BEGIN EXTRACT TO READ

Cristina Salinas.  Managed Migrations: Growers, Farmworkers, and
Border Enforcement in the Twentieth Century.  Historia USA Series.
Austin  University of Texas Press, 2018.  xii + 272 pp.  $45.00
(cloth), ISBN 978-1-4773-1614-6.

Reviewed by Samuel Klee (Saint Louis University)
Published on H-Environment (June, 2020)
Commissioned by Daniella McCahey

Cristina Salinas's Managed Migrations: Growers, Farmworkers, and
Border Enforcement in the Twentieth Century is a splendid analysis of
farmworker mobility in the US-Mexico borderlands, focused largely on
Texas during the decades between 1920 and 1960. Salinas combines
booster literature, Immigration and Naturalization Service (INS) and
Border Patrol records, diplomatic documents, and oral histories to
tell a lively narrative of movement and restriction. As lucid,
interdisciplinary work, Managed Migrations should be prized by
scholars of migrations, environments, and the carceral state.

Environmental historians will read three familiar threads through
Salinas's work. First, by showing that agriculture directed the
timing of labor migrations and growers' demands for laborers with
cyclical planting and off seasons, this book consistently features
nature as a character with agency. Sociopolitical relationships
between planters and growers only make sense through their mutual
ties to soil and plant timetables, and so Salinas echoes
environmental historians' call "to listen to people listening to
nature."[1] Second, Salinas engages environmental historians' concern
for textually and visually represented nature by foregrounding
depictions of landscapes and laborers in booster literature, grower
memoirs, and legal proceedings. Growers and borderland authorities
animalized Mexican migrants, controlled their movements, and
dominated their bodies through nature discourses and imagery. Third,
Salinas's attention to the multivalence of material structures
facilitates her argument that farmworkers reoriented infrastructure,
created for their suppression, to support their own financial and
community goals. Farmers used deliberately poor housing to remove
migrants at the ends of seasons, but migrants repurposed these
buildings, as well as American transportation infrastructure, to
achieve their own vision of mobility. _Managed Migrations_ thus
masterfully centers nature within the vast "web of labor controls"
encircling twentieth-century Mexican migrants (David Montejano,
quoted on p. 119).

END EXTRACT TO READ

▸ TASKS FOR THIS EXERCISE:
#1 Please reproduce the review between "Published on H-Environment" and "the carceral state.", inclusive.
#2 According to the review, which decades does the book mainly focus on?
The listing was drawn from a source separate from the review.

BEGIN ENTRIES SUPPLIED

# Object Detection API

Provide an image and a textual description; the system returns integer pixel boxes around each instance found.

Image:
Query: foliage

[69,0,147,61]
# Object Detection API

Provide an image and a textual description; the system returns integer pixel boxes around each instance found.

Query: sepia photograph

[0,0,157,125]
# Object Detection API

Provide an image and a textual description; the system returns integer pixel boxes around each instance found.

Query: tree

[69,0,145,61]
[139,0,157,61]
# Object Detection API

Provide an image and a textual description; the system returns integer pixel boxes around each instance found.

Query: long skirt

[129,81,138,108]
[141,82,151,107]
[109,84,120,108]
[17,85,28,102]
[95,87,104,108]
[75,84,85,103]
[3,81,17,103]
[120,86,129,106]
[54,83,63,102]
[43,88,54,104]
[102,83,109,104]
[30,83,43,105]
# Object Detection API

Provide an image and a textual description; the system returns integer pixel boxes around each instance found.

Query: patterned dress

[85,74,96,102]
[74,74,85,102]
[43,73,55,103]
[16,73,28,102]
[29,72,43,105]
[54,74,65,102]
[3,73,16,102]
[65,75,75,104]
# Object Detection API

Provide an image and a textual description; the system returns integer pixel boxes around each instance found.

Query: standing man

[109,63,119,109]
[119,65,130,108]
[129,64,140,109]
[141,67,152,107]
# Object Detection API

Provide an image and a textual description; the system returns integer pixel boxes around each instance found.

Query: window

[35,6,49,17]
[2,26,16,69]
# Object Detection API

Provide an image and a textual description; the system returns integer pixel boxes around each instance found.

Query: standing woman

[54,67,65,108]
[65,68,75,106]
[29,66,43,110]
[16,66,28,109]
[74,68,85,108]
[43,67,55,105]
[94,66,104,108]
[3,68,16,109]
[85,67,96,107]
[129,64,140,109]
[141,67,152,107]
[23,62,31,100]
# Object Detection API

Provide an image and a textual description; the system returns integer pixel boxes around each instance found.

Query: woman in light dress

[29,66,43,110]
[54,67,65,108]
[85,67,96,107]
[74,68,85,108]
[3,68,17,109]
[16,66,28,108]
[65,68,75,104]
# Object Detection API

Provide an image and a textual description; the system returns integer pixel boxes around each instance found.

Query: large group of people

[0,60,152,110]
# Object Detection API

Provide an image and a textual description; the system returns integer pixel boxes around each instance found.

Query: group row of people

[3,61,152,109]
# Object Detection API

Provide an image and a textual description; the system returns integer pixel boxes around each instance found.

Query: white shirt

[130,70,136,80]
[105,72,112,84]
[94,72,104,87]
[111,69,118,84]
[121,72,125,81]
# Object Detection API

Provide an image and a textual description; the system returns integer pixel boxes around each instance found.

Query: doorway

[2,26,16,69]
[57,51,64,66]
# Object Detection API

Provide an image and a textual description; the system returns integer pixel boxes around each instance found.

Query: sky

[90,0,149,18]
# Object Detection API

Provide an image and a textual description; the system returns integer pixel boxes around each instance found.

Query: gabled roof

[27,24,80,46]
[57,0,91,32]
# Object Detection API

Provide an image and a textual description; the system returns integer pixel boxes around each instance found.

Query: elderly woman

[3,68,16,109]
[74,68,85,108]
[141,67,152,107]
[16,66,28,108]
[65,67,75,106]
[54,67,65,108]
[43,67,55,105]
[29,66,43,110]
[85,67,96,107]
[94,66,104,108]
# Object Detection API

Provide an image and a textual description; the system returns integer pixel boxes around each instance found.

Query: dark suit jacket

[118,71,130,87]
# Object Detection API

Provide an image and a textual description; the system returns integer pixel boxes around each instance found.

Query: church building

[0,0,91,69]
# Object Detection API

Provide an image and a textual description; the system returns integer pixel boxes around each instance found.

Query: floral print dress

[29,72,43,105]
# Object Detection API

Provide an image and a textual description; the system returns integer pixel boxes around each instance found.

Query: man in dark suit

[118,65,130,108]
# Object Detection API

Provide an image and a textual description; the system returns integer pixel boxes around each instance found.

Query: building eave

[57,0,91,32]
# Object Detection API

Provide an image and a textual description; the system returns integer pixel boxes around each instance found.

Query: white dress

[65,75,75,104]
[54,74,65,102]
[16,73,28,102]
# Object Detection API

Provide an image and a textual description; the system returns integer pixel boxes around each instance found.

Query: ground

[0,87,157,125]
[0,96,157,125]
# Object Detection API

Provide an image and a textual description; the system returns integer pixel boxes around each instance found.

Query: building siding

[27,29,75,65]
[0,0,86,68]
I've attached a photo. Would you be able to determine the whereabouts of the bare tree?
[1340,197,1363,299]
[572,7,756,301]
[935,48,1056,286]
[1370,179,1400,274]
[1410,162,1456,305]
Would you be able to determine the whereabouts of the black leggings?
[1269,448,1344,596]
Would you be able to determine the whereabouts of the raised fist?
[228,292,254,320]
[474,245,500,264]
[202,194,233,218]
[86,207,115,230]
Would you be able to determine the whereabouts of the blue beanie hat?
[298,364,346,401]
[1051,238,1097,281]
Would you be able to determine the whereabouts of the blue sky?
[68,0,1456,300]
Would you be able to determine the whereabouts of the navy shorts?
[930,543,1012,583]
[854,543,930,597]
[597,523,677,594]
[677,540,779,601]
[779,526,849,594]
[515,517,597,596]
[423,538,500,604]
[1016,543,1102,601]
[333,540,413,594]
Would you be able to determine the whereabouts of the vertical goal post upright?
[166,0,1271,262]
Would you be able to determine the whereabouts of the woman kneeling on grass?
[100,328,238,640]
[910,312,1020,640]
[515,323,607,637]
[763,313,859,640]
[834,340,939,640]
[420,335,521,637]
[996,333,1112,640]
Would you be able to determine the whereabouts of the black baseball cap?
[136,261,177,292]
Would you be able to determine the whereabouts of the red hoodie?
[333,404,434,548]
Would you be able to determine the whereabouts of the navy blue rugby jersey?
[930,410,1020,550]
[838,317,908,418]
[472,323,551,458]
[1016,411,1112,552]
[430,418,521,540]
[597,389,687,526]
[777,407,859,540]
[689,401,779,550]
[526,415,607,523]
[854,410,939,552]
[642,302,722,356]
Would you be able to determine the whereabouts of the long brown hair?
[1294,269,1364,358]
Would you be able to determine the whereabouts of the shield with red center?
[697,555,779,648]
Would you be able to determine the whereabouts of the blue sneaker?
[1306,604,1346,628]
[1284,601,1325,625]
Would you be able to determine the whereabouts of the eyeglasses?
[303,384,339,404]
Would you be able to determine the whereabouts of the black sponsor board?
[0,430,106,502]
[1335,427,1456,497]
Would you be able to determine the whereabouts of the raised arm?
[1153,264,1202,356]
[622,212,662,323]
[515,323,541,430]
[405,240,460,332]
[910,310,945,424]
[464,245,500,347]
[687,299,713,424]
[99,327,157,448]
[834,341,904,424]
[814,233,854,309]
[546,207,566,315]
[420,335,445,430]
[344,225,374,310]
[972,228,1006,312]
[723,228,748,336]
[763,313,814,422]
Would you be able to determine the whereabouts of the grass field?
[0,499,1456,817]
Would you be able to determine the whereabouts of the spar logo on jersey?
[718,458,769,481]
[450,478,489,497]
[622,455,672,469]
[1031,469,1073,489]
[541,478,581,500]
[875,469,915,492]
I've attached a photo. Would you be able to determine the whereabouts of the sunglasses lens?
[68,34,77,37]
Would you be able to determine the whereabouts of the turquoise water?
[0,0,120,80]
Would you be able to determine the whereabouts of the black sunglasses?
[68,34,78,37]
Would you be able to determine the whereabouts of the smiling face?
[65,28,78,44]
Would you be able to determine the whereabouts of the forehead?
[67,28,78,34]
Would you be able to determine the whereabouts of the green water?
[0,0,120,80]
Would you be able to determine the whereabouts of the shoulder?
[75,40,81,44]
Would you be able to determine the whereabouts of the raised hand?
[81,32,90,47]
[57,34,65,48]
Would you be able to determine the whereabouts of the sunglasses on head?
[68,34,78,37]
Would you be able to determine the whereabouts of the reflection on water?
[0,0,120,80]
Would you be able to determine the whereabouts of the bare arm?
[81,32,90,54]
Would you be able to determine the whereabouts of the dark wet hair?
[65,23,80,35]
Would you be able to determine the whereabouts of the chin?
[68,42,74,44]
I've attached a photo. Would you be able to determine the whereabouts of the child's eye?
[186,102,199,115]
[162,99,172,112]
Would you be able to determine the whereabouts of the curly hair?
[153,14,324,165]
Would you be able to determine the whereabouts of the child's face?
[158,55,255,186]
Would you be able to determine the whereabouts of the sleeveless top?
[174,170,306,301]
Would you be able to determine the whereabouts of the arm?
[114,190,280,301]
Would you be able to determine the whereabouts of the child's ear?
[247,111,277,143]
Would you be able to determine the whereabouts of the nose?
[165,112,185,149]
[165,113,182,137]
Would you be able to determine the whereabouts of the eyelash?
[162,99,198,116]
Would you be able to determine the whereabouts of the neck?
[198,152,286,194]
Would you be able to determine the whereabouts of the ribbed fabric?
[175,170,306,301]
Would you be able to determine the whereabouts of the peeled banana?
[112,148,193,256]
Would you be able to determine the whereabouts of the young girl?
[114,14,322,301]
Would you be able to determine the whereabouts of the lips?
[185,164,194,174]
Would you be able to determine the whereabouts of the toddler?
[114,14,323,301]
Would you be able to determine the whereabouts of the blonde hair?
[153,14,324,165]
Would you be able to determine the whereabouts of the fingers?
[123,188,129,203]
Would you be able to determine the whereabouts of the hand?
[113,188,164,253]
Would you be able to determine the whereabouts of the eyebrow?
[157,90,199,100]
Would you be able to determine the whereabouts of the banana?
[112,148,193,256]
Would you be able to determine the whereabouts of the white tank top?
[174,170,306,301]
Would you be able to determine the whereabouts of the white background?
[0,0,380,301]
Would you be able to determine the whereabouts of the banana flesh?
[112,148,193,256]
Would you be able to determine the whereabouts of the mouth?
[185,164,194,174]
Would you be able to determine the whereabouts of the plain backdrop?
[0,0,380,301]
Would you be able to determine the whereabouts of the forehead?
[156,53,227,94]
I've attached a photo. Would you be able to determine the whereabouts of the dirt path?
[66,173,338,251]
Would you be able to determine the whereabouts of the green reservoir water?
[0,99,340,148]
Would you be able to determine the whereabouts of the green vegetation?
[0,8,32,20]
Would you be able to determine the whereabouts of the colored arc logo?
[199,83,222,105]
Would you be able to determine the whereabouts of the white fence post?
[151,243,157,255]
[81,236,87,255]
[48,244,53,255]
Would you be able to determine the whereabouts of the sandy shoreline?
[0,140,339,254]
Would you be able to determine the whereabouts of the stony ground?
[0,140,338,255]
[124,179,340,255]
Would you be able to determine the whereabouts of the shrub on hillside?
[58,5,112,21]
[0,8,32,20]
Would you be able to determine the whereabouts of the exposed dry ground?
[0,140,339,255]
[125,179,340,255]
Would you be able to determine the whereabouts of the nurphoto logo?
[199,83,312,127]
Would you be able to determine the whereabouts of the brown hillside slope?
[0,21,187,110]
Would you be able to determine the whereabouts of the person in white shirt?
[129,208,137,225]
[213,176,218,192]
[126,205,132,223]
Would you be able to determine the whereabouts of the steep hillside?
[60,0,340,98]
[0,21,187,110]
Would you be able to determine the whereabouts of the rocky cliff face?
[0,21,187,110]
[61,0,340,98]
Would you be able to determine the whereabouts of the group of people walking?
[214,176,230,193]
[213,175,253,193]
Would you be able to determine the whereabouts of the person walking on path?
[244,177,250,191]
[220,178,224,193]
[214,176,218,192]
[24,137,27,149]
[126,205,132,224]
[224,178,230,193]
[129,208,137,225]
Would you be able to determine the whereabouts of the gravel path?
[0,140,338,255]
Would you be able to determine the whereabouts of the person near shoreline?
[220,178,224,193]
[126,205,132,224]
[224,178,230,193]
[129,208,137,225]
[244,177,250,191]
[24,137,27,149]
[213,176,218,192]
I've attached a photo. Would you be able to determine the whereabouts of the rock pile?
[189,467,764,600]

END ENTRIES SUPPLIED

▸ RESPONSE LIST:
#1
Published on H-Environment (June, 2020)
Commissioned by Daniella McCahey

Cristina Salinas's Managed Migrations: Growers, Farmworkers, and
Border Enforcement in the Twentieth Century is a splendid analysis of
farmworker mobility in the US-Mexico borderlands, focused largely on
Texas during the decades between 1920 and 1960. Salinas combines
booster literature, Immigration and Naturalization Service (INS) and
Border Patrol records, diplomatic documents, and oral histories to
tell a lively narrative of movement and restriction. As lucid,
interdisciplinary work, Managed Migrations should be prized by
scholars of migrations, environments, and the carceral state.

#2 The decades between 1920 and 1960.